Could you output each line of the records below as a JSON list of strings, one string per line and no blank lines?

==== SUPPLIED RECORDS ====

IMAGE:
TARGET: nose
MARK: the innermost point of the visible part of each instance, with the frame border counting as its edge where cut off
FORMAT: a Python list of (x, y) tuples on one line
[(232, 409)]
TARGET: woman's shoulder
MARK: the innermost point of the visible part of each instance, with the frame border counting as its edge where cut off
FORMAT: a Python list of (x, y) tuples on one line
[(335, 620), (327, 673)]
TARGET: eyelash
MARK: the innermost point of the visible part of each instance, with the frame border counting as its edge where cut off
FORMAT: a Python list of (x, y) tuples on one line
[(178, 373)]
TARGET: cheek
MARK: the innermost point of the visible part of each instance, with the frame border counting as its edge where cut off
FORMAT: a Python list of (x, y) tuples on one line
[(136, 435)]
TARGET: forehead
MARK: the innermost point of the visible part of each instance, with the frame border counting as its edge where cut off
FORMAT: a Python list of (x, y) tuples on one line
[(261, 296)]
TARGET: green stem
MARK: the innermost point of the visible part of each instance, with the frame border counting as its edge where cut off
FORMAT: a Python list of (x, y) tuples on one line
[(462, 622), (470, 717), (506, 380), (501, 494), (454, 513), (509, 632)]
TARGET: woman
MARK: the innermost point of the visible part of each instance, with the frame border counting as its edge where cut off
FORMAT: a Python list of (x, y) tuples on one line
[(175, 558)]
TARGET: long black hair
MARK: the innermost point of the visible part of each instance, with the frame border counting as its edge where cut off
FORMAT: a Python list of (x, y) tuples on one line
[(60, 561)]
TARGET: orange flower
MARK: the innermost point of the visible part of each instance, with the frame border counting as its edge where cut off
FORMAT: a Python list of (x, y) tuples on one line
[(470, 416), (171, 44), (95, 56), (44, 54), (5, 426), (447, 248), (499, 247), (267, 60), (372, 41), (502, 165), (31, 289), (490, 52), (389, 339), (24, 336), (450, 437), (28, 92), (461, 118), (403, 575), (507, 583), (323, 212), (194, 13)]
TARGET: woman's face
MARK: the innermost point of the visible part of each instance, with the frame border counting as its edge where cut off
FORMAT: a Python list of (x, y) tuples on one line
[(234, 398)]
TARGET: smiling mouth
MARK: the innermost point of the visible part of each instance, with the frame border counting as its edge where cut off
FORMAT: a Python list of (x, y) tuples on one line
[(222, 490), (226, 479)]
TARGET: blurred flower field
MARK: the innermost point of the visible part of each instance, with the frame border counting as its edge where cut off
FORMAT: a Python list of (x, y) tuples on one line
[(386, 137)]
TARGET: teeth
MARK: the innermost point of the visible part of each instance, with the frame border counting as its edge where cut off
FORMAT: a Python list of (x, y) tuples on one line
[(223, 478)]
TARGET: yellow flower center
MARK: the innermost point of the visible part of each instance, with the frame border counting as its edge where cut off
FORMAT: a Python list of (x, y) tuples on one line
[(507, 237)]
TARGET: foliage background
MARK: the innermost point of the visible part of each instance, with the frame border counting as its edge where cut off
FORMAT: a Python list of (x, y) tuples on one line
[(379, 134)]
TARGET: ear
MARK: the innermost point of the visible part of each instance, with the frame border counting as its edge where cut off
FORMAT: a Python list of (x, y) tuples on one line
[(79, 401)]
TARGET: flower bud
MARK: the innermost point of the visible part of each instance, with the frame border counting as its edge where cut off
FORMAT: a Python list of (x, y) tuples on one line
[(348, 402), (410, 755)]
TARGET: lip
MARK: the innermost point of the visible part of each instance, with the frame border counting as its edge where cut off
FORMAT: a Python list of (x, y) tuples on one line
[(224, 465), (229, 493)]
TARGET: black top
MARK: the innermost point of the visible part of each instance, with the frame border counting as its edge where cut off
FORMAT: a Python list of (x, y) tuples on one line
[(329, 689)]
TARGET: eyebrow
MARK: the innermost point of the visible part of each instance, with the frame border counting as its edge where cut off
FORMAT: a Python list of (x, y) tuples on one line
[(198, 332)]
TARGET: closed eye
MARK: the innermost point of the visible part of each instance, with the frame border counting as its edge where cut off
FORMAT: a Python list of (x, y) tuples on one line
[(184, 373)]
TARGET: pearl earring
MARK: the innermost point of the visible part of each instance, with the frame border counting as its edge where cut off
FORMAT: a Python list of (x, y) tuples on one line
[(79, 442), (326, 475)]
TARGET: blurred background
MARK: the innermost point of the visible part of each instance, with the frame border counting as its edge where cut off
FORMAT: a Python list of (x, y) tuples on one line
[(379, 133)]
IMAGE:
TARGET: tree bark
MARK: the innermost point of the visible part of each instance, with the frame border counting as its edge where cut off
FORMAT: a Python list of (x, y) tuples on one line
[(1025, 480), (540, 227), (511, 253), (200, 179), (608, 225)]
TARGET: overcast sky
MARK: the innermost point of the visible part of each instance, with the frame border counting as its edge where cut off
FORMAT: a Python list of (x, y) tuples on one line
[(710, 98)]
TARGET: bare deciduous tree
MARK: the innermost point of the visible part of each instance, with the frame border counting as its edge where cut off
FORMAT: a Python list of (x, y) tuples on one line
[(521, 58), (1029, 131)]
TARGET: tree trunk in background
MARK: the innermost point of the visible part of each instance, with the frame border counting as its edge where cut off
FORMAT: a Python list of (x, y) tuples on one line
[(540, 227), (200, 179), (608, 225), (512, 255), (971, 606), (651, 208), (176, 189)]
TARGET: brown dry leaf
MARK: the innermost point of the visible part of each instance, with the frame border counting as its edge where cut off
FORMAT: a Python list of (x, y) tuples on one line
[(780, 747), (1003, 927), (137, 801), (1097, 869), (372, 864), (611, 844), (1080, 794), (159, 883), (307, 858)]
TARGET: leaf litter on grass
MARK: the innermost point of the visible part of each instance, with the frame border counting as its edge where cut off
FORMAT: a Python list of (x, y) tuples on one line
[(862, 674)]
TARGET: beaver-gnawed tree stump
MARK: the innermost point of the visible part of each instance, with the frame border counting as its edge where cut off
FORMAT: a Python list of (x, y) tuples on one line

====

-- RESULT BELOW --
[
  "IMAGE:",
  "TARGET: nose",
  "MARK: the innermost point of the visible part of each instance, with the frame border counting as its edge where cut off",
  "FORMAT: a Python list of (x, y) tuples on one line",
  "[(232, 409)]",
  "TARGET: woman's shoulder",
  "MARK: the innermost point of the visible part of each instance, with the frame border counting as its edge where cut off",
  "FORMAT: a Python list of (x, y) tuples on one line",
  "[(335, 620), (327, 673)]",
  "TARGET: eyelash",
  "MARK: the innermost point of the visible part of each instance, with the frame border counting as its edge where cut off",
  "FORMAT: a Python list of (x, y) tuples on one line",
  "[(178, 373)]",
  "TARGET: cheek",
  "MARK: the innermost point of the visible part of each instance, with the frame border counting as its edge where cut off",
  "FORMAT: a Python list of (x, y) tuples on one line",
  "[(136, 435)]",
  "TARGET: forehead",
  "MARK: the innermost point of the visible part of each instance, with the frame border counting as its edge where cut off",
  "FORMAT: a Python list of (x, y) tuples on one line",
  "[(261, 296)]",
  "TARGET: green stem",
  "MARK: the innermost point of the visible part of each instance, with the frame border counting as its edge where cut off",
  "FORMAT: a Python list of (x, y) tuples on one line",
  "[(462, 622), (470, 717), (506, 380), (501, 494), (454, 513), (509, 632)]",
  "TARGET: woman",
  "MARK: the innermost point of the visible part of each instance, with the frame border counting as its edge where cut off",
  "FORMAT: a Python list of (x, y) tuples on one line",
  "[(175, 558)]",
  "TARGET: long black hair",
  "MARK: the innermost point of the visible part of each instance, with the frame border counting as its edge where cut off",
  "FORMAT: a Python list of (x, y) tuples on one line",
  "[(60, 561)]",
  "TARGET: orange flower",
  "MARK: the innermost point of the visible part of each instance, with the frame border counting as its edge where cut off",
  "FORMAT: a Python list of (x, y) tuples on one line",
  "[(470, 416), (171, 44), (95, 56), (44, 54), (5, 426), (447, 248), (499, 247), (267, 60), (372, 41), (502, 165), (31, 289), (490, 52), (389, 339), (24, 336), (450, 437), (28, 92), (461, 118), (403, 575), (507, 583), (323, 212), (194, 13)]",
  "TARGET: woman's face",
  "MARK: the innermost point of the visible part of each instance, with the frame border counting as its edge where cut off",
  "FORMAT: a Python list of (x, y) tuples on one line",
  "[(234, 398)]",
  "TARGET: smiling mouth",
  "MARK: the innermost point of the visible part of each instance, with the frame border counting as its edge where cut off",
  "FORMAT: a Python list of (x, y) tuples on one line",
  "[(222, 490), (226, 479)]",
  "TARGET: blurred flower field",
  "MARK: the innermost point of the visible part of each instance, with the frame border counting as its edge where cut off",
  "FORMAT: a Python list of (x, y) tuples on one line",
  "[(386, 137)]",
  "TARGET: teeth",
  "MARK: the innermost point of the visible part of each instance, with the frame border counting as its edge where cut off",
  "FORMAT: a Python list of (x, y) tuples on one line",
  "[(223, 478)]",
  "TARGET: yellow flower center",
  "MARK: the innermost point of the visible part of each instance, with the frame border counting as its edge where cut off",
  "FORMAT: a Python list of (x, y) tuples on one line",
  "[(507, 237)]",
  "TARGET: foliage background",
  "MARK: the innermost point of the visible part of each instance, with the frame border counting as its edge where cut off",
  "FORMAT: a Python list of (x, y) tuples on one line",
  "[(379, 134)]",
  "TARGET: ear",
  "MARK: the innermost point of the visible part of each instance, with the frame border counting as its edge where cut off",
  "FORMAT: a Python list of (x, y) tuples on one line",
  "[(79, 401)]",
  "TARGET: flower bud",
  "MARK: the innermost point of the visible part of each instance, with the frame border counting as its edge where cut off",
  "FORMAT: a Python list of (x, y) tuples on one line",
  "[(348, 402), (410, 755)]",
  "TARGET: lip",
  "MARK: the innermost point of the visible part of each instance, with the frame border counting as its edge where cut off",
  "FORMAT: a Python list of (x, y) tuples on one line",
  "[(224, 465), (229, 493)]",
  "TARGET: black top",
  "MARK: the innermost point of the visible part of each instance, with the frame border counting as its edge where cut off",
  "FORMAT: a Python list of (x, y) tuples on one line",
  "[(329, 689)]",
  "TARGET: eyebrow",
  "MARK: the innermost point of the visible part of each instance, with the frame border counting as its edge where cut off",
  "FORMAT: a Python list of (x, y) tuples on one line",
  "[(198, 332)]",
  "TARGET: closed eye",
  "MARK: the innermost point of the visible part of each instance, with the frame border counting as its edge where cut off",
  "FORMAT: a Python list of (x, y) tuples on one line",
  "[(184, 373)]",
  "TARGET: pearl earring",
  "MARK: the innermost point of the visible part of each instance, with the frame border counting as its edge where cut off",
  "FORMAT: a Python list of (x, y) tuples on one line",
  "[(79, 442), (326, 475)]",
  "TARGET: blurred background",
  "MARK: the innermost point of the visible part of each instance, with the frame border counting as its edge where cut off",
  "FORMAT: a Python list of (x, y) tuples on one line",
  "[(379, 133)]",
  "IMAGE:",
  "TARGET: tree bark",
  "MARK: the innermost point of the visible part of each instance, with the frame border counting as its edge where cut off",
  "FORMAT: a Python list of (x, y) tuples on one line",
  "[(1025, 480), (540, 227), (511, 253), (200, 179), (608, 225)]",
  "TARGET: overcast sky",
  "MARK: the innermost point of the visible part of each instance, with the frame border counting as its edge where cut off",
  "FORMAT: a Python list of (x, y) tuples on one line",
  "[(710, 98)]",
  "TARGET: bare deciduous tree",
  "MARK: the innermost point of the visible part of each instance, with the frame border counting as its edge where cut off",
  "FORMAT: a Python list of (x, y) tuples on one line",
  "[(521, 58), (1029, 131)]",
  "TARGET: tree trunk in background",
  "MARK: the innermost point of the visible part of each instance, with the frame border counting as its edge where cut off",
  "FORMAT: a Python list of (x, y) tuples on one line",
  "[(540, 227), (200, 179), (608, 225), (512, 255), (971, 606), (651, 208), (176, 189)]",
  "TARGET: brown dry leaf",
  "MARK: the innermost point of the visible part of each instance, with the frame border counting as its edge where cut off",
  "FORMAT: a Python list of (x, y) tuples on one line",
  "[(780, 747), (1003, 927), (137, 801), (1097, 869), (372, 864), (611, 844), (1080, 794), (159, 883), (307, 858)]",
  "TARGET: leaf litter on grass",
  "MARK: the innermost point of the visible part of each instance, with the frame border counting as its edge where cut off",
  "FORMAT: a Python list of (x, y) tuples on one line",
  "[(862, 674)]",
  "TARGET: beaver-gnawed tree stump",
  "MARK: the innermost point of the visible part of each instance, with the frame border counting as its edge where cut off",
  "FORMAT: a Python list of (x, y) tuples on one line"
]